Repeat the lines from the line with "[[444, 7], [578, 187]]" to the line with "[[348, 498], [545, 376]]" in the listing below, keeping both end lines and adding nothing.

DATA TO USE:
▶
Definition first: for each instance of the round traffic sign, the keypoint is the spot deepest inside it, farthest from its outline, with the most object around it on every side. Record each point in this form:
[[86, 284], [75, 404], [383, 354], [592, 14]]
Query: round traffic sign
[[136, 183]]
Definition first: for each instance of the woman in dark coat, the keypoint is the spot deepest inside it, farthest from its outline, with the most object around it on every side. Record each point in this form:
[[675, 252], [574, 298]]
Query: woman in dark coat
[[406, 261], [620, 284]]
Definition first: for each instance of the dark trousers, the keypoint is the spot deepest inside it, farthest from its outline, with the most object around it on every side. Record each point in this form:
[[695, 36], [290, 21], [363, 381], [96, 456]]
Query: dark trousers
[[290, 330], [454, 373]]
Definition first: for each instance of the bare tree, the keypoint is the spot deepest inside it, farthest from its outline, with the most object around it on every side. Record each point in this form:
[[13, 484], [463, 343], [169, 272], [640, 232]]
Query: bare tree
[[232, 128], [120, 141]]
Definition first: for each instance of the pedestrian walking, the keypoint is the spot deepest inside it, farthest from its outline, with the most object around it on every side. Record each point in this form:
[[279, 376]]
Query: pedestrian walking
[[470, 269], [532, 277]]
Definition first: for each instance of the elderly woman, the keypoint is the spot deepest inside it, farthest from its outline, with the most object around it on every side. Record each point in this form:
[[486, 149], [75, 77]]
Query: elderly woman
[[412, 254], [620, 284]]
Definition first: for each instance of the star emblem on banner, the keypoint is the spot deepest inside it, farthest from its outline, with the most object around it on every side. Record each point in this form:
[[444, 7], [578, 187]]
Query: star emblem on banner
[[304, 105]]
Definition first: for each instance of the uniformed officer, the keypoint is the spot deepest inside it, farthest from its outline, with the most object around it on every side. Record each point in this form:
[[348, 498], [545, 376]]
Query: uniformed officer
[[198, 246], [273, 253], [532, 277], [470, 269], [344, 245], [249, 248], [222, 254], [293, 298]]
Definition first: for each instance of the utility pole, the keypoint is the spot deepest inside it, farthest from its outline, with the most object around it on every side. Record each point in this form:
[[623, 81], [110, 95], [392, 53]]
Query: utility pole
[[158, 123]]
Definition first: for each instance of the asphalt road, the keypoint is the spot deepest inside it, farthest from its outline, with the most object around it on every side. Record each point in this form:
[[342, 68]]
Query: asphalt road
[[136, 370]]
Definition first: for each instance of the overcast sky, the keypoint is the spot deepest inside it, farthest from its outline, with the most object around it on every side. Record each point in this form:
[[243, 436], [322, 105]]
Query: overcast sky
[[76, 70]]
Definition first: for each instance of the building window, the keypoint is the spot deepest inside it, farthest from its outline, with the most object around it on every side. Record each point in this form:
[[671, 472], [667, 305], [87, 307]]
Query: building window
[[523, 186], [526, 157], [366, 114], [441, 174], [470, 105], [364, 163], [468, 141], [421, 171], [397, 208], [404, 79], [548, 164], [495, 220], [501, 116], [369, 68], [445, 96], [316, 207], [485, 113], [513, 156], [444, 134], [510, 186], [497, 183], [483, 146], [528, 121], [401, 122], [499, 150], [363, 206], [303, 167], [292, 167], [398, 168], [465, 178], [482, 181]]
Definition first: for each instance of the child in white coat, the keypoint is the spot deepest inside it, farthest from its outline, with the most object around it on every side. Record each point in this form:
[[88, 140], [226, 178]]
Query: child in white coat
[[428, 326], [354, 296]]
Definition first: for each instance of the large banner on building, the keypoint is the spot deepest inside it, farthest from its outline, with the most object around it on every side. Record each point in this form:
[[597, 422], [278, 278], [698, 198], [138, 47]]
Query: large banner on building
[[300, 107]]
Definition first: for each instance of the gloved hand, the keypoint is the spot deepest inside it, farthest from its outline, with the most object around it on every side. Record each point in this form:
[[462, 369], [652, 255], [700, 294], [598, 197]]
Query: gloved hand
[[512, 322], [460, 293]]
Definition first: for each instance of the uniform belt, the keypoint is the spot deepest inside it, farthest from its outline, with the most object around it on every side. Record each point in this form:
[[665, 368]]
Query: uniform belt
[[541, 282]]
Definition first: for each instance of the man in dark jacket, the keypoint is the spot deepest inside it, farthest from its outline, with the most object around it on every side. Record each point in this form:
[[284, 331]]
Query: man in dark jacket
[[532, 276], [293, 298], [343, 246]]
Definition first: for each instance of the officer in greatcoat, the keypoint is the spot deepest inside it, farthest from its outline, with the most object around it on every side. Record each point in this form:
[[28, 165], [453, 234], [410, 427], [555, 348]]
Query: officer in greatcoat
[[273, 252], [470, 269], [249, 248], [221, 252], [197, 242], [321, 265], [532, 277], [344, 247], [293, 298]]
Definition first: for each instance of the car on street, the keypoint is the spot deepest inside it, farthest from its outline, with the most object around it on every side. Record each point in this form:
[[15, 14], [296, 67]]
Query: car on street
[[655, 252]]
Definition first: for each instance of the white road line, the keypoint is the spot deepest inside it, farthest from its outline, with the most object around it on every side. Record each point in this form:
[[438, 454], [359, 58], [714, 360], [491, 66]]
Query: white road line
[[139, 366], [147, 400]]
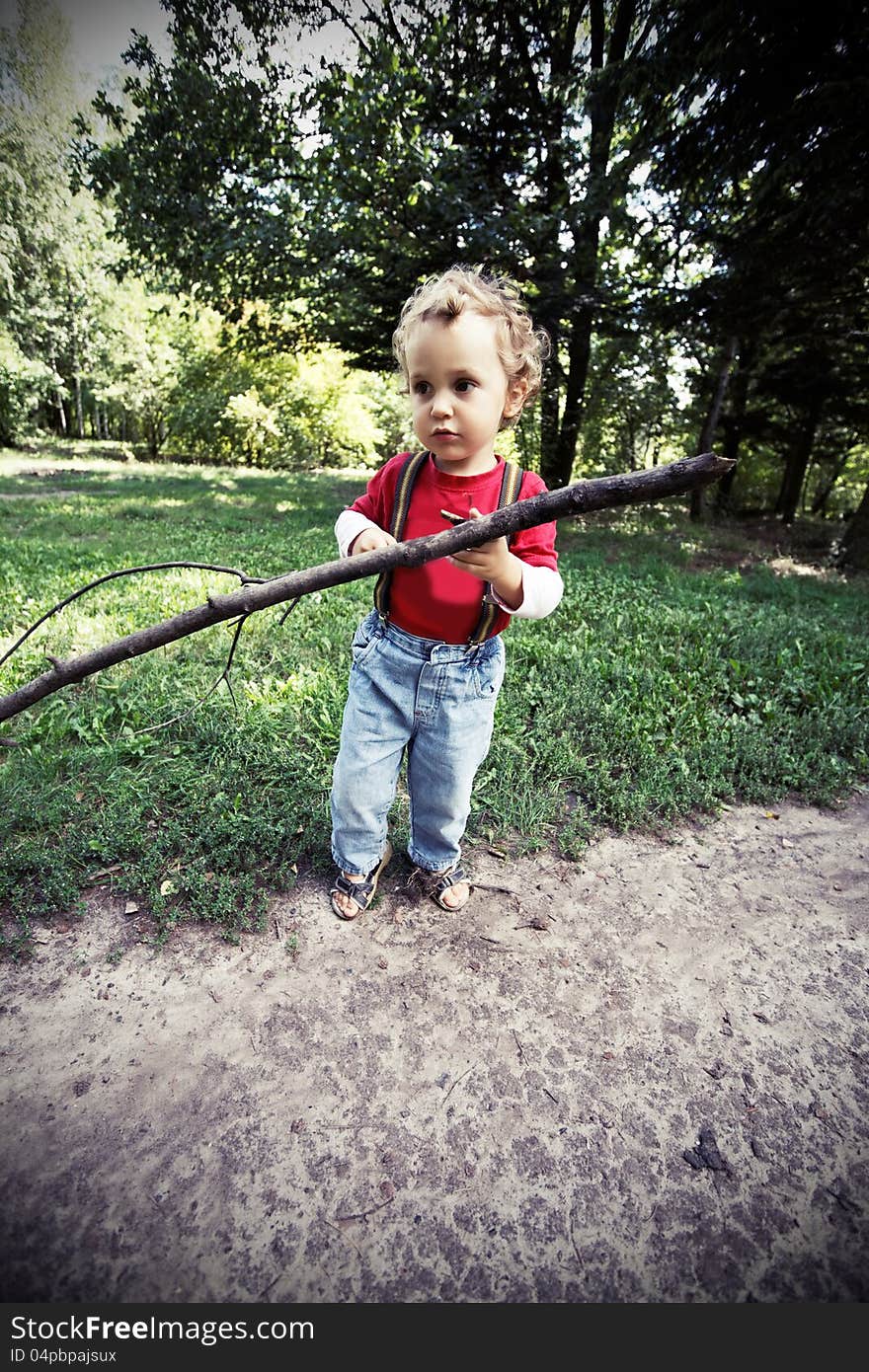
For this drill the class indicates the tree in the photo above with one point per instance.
(468, 130)
(767, 173)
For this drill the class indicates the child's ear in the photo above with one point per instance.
(516, 393)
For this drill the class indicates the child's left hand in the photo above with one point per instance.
(489, 562)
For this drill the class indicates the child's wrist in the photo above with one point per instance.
(509, 584)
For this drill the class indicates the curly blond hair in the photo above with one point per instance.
(521, 348)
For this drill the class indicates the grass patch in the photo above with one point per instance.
(655, 690)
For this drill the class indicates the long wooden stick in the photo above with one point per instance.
(583, 498)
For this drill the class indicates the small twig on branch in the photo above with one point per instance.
(583, 498)
(112, 576)
(224, 676)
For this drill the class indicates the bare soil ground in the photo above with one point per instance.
(641, 1077)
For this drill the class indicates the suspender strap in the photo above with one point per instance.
(401, 505)
(511, 485)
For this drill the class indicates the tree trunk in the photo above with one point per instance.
(710, 422)
(601, 108)
(819, 505)
(76, 359)
(798, 463)
(855, 542)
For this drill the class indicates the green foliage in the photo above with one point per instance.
(654, 690)
(22, 384)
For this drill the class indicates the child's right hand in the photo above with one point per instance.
(368, 539)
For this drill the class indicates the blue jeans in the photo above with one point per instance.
(436, 701)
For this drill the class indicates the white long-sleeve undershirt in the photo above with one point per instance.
(541, 586)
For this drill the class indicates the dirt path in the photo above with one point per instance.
(659, 1098)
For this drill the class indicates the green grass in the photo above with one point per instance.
(655, 690)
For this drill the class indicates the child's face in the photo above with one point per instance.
(460, 391)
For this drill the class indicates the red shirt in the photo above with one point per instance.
(438, 600)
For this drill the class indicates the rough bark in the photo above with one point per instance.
(710, 422)
(855, 542)
(583, 498)
(798, 464)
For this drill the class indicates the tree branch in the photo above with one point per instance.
(583, 498)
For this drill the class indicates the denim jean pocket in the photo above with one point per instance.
(364, 641)
(488, 675)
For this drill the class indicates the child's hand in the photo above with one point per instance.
(489, 562)
(493, 563)
(368, 539)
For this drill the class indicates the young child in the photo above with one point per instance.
(428, 663)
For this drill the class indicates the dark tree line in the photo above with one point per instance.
(685, 171)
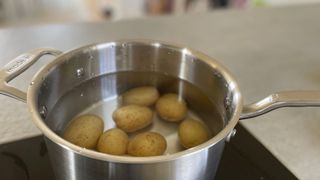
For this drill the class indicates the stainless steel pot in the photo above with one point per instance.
(80, 78)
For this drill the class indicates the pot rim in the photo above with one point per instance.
(48, 133)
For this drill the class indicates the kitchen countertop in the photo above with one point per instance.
(267, 49)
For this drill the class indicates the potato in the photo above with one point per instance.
(171, 107)
(113, 141)
(143, 96)
(147, 144)
(131, 118)
(192, 133)
(84, 131)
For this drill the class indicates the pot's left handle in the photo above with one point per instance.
(18, 66)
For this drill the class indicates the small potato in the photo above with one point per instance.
(143, 96)
(113, 141)
(84, 131)
(192, 133)
(131, 118)
(171, 107)
(147, 144)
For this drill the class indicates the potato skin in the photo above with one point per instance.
(147, 144)
(84, 131)
(131, 118)
(192, 133)
(113, 141)
(171, 108)
(143, 96)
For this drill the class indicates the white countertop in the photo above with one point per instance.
(267, 50)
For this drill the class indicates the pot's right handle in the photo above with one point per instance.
(18, 66)
(281, 99)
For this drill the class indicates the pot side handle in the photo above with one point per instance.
(279, 100)
(18, 66)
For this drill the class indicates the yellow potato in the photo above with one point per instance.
(113, 141)
(171, 107)
(143, 96)
(147, 144)
(84, 131)
(131, 118)
(192, 133)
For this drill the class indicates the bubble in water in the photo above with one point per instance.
(43, 111)
(80, 72)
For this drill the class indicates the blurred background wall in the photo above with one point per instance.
(23, 12)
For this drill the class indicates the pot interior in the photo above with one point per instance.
(91, 80)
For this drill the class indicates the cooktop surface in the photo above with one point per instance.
(244, 158)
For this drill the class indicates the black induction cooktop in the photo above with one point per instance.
(244, 158)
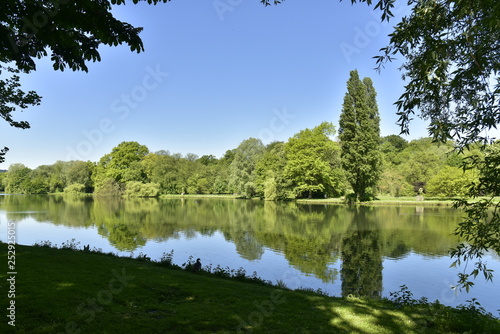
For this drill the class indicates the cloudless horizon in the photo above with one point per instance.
(212, 75)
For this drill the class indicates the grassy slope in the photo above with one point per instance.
(64, 291)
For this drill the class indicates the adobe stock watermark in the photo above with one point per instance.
(11, 272)
(104, 297)
(224, 6)
(277, 124)
(120, 108)
(363, 36)
(266, 308)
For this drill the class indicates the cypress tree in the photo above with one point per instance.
(359, 134)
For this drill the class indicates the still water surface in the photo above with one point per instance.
(364, 250)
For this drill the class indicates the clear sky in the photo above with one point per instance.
(213, 74)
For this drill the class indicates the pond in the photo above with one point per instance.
(342, 250)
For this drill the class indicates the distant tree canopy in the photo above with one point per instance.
(307, 165)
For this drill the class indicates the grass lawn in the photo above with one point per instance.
(68, 291)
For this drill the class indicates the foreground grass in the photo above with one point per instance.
(67, 291)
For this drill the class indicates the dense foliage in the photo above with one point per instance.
(359, 133)
(307, 165)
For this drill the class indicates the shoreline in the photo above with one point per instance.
(130, 295)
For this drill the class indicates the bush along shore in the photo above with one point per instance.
(72, 290)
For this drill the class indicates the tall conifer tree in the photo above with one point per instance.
(359, 134)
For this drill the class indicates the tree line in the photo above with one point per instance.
(307, 165)
(358, 164)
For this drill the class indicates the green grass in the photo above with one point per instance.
(68, 291)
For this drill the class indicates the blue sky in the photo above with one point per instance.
(213, 74)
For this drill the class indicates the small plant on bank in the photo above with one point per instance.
(166, 260)
(143, 257)
(45, 243)
(71, 245)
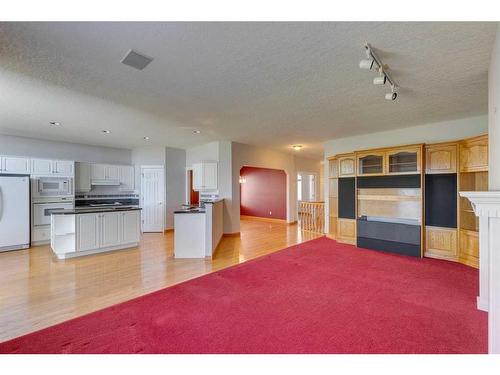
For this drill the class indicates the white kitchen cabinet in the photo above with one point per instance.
(110, 228)
(112, 172)
(130, 227)
(48, 167)
(98, 172)
(82, 177)
(127, 177)
(205, 176)
(41, 167)
(63, 168)
(94, 232)
(105, 174)
(88, 232)
(14, 165)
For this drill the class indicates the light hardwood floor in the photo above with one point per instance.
(37, 290)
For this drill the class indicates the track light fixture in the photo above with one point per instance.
(366, 64)
(380, 80)
(391, 95)
(373, 60)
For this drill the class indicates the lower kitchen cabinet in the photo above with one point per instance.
(110, 228)
(87, 232)
(130, 227)
(82, 234)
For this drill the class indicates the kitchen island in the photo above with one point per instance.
(83, 231)
(198, 230)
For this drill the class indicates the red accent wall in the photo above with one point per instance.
(263, 191)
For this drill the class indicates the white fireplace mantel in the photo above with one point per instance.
(486, 205)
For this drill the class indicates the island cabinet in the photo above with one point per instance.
(88, 233)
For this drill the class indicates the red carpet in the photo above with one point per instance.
(317, 297)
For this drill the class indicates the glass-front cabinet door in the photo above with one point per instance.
(347, 165)
(404, 161)
(370, 163)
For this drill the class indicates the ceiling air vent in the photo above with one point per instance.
(136, 60)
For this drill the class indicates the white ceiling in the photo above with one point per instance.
(270, 84)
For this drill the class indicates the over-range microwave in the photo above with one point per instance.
(52, 187)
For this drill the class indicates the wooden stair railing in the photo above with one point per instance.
(312, 216)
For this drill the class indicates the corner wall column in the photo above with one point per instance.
(486, 205)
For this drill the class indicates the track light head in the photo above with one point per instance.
(391, 96)
(380, 80)
(366, 64)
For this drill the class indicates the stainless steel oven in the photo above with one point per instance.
(52, 187)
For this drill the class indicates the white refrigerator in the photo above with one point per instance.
(14, 212)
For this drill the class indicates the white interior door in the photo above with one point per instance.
(153, 199)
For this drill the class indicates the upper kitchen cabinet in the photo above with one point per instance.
(205, 176)
(103, 174)
(98, 172)
(346, 165)
(82, 177)
(63, 167)
(127, 177)
(404, 160)
(14, 165)
(46, 167)
(441, 158)
(474, 154)
(370, 163)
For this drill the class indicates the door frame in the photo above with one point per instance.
(141, 196)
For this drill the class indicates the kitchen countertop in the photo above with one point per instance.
(91, 210)
(190, 211)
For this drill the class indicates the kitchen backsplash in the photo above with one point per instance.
(106, 191)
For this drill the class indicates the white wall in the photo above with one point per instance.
(173, 161)
(205, 152)
(32, 147)
(427, 133)
(176, 182)
(493, 120)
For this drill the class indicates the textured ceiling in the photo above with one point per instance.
(271, 84)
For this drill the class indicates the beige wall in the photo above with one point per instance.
(493, 120)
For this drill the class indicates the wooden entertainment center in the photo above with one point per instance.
(405, 199)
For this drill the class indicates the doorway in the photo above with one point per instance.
(153, 198)
(192, 195)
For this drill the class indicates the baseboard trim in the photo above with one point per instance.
(482, 304)
(258, 218)
(235, 234)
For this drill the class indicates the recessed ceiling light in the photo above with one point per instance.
(136, 60)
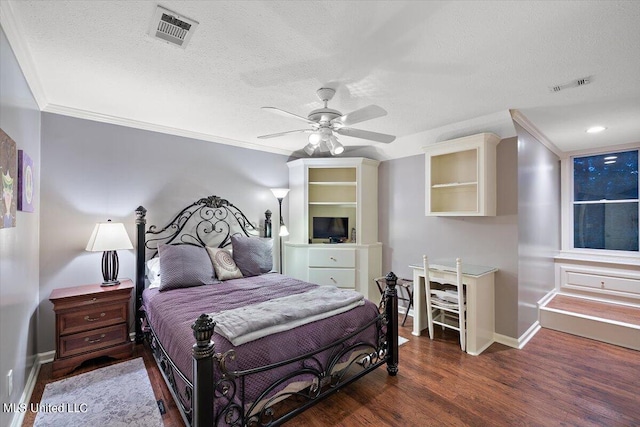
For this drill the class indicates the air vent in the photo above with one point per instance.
(172, 28)
(579, 82)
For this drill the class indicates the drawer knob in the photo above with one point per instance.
(94, 341)
(93, 319)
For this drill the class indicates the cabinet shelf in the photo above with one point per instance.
(455, 184)
(334, 184)
(461, 176)
(344, 188)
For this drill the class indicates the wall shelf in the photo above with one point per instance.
(334, 187)
(460, 176)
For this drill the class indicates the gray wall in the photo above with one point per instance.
(538, 224)
(94, 171)
(20, 119)
(407, 233)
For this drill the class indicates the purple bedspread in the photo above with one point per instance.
(171, 314)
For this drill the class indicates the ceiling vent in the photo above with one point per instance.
(172, 28)
(579, 82)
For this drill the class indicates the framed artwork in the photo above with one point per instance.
(9, 178)
(25, 182)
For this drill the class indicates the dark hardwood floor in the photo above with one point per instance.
(556, 380)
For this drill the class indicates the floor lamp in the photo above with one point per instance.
(280, 194)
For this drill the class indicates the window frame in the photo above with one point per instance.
(567, 193)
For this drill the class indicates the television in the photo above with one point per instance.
(333, 228)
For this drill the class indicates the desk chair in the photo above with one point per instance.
(446, 303)
(404, 284)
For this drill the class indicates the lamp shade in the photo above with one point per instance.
(280, 193)
(109, 236)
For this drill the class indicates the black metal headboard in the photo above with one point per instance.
(210, 221)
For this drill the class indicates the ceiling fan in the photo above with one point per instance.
(326, 122)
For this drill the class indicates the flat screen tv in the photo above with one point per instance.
(325, 227)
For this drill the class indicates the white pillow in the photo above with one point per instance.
(153, 272)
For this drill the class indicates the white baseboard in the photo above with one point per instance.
(520, 342)
(25, 398)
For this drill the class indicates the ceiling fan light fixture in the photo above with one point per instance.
(315, 138)
(335, 147)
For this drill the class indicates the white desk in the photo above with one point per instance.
(479, 285)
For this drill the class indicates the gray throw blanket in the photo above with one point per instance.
(248, 323)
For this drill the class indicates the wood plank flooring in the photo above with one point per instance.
(556, 380)
(617, 312)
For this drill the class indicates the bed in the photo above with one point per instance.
(253, 348)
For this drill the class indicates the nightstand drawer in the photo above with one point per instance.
(332, 257)
(92, 317)
(84, 342)
(340, 277)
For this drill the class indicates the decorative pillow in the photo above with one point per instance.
(223, 264)
(183, 266)
(253, 255)
(153, 272)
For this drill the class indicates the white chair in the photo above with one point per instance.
(446, 303)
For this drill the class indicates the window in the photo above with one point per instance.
(605, 201)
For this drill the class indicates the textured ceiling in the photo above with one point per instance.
(440, 69)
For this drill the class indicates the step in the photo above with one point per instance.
(607, 321)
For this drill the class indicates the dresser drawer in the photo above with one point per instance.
(332, 257)
(340, 277)
(92, 317)
(96, 339)
(613, 283)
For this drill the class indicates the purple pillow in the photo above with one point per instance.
(253, 255)
(183, 266)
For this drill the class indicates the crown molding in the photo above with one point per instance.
(522, 120)
(114, 120)
(25, 61)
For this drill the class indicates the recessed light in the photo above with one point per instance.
(596, 129)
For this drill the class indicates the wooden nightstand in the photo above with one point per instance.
(91, 321)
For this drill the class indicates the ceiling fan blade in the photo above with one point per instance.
(274, 135)
(288, 114)
(365, 134)
(357, 116)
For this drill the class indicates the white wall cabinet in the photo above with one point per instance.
(599, 279)
(460, 176)
(334, 188)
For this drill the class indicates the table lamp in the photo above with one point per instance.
(109, 237)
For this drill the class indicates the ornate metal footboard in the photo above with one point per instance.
(217, 395)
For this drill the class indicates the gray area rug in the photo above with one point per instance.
(116, 395)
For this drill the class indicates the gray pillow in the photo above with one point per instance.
(253, 255)
(183, 266)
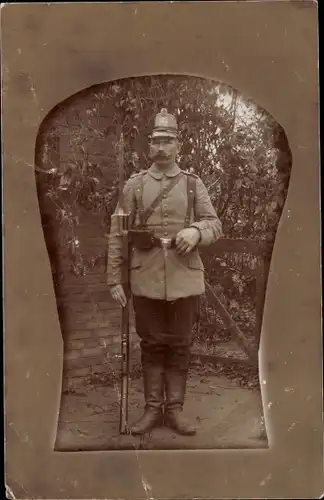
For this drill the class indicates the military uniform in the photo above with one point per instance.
(165, 285)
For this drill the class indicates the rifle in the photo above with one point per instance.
(123, 231)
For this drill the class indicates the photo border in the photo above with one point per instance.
(269, 52)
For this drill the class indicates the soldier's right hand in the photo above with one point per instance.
(118, 294)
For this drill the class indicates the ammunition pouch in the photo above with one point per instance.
(143, 239)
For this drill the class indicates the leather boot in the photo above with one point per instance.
(175, 387)
(153, 378)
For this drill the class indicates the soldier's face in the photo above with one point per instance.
(163, 150)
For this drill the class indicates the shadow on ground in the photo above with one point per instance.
(227, 416)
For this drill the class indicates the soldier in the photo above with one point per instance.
(172, 216)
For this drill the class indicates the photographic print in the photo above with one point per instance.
(193, 323)
(162, 298)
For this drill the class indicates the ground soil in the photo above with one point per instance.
(227, 412)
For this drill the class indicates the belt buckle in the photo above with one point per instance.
(166, 242)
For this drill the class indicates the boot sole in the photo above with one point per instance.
(146, 431)
(181, 433)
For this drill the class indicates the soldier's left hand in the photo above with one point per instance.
(187, 239)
◀
TASK ANSWER:
[[444, 7], [578, 187]]
Query: star emblem on banner
[[304, 105]]
Definition first: for each instance of the uniformed officer, the keypoint is the spot deepest inside it, farthest from its outline, with the most object around it on every side. Record each point in this form:
[[348, 498], [545, 376]]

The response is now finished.